Collect each line of the records below that contains the word "doorway", and copy those lines.

* Begin INPUT MATERIAL *

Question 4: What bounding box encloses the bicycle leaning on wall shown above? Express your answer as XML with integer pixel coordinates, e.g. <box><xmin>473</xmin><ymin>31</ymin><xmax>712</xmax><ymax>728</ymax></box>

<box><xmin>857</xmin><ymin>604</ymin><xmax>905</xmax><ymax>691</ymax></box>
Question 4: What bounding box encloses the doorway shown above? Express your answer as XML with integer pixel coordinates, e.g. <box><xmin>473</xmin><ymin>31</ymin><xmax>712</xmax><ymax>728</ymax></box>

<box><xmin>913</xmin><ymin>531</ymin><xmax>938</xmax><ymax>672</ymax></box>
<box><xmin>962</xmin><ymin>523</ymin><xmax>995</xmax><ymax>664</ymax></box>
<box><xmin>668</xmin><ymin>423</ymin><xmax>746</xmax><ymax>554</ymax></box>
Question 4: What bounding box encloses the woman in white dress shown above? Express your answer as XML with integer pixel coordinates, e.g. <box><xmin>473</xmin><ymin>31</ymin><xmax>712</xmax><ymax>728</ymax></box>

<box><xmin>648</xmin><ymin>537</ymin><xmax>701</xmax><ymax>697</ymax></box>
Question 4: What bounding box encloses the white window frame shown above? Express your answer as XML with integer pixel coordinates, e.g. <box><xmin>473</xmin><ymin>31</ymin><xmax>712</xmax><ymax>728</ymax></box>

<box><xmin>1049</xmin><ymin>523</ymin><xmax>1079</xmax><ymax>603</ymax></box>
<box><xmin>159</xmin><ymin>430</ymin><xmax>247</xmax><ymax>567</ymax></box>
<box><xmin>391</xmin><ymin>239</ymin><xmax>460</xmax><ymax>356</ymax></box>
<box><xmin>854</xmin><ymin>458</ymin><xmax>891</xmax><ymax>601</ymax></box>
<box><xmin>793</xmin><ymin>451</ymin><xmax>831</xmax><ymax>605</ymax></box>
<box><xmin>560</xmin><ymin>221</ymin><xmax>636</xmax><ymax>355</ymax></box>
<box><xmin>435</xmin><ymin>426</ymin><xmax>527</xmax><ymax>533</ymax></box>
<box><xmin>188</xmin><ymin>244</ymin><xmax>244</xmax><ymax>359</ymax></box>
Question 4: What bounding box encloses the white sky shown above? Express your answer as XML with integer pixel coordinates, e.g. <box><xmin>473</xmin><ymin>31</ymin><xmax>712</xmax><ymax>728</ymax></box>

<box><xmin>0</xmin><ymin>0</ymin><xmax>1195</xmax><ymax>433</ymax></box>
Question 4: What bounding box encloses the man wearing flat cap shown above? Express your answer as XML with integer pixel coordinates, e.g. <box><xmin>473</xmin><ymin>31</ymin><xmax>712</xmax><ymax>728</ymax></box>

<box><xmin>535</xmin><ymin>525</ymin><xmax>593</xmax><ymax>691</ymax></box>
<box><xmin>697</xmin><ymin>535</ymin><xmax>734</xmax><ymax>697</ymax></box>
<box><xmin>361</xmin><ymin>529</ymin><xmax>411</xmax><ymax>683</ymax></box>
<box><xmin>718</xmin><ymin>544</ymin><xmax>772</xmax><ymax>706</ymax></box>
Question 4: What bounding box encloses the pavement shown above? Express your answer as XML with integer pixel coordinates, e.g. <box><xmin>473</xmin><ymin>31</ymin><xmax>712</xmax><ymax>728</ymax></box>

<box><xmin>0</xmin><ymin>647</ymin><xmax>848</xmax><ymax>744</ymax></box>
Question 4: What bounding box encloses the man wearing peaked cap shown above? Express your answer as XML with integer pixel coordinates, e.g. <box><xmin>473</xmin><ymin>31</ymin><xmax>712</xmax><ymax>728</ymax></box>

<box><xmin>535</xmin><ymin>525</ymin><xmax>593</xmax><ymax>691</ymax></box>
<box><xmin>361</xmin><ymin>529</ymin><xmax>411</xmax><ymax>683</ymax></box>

* End INPUT MATERIAL *

ANSWER TO THIS EXERCISE
Question 4: What bounding box encloses the doorway shown above? Express your answer as XML with integer pixel coordinates, e.g. <box><xmin>473</xmin><ymin>31</ymin><xmax>712</xmax><ymax>728</ymax></box>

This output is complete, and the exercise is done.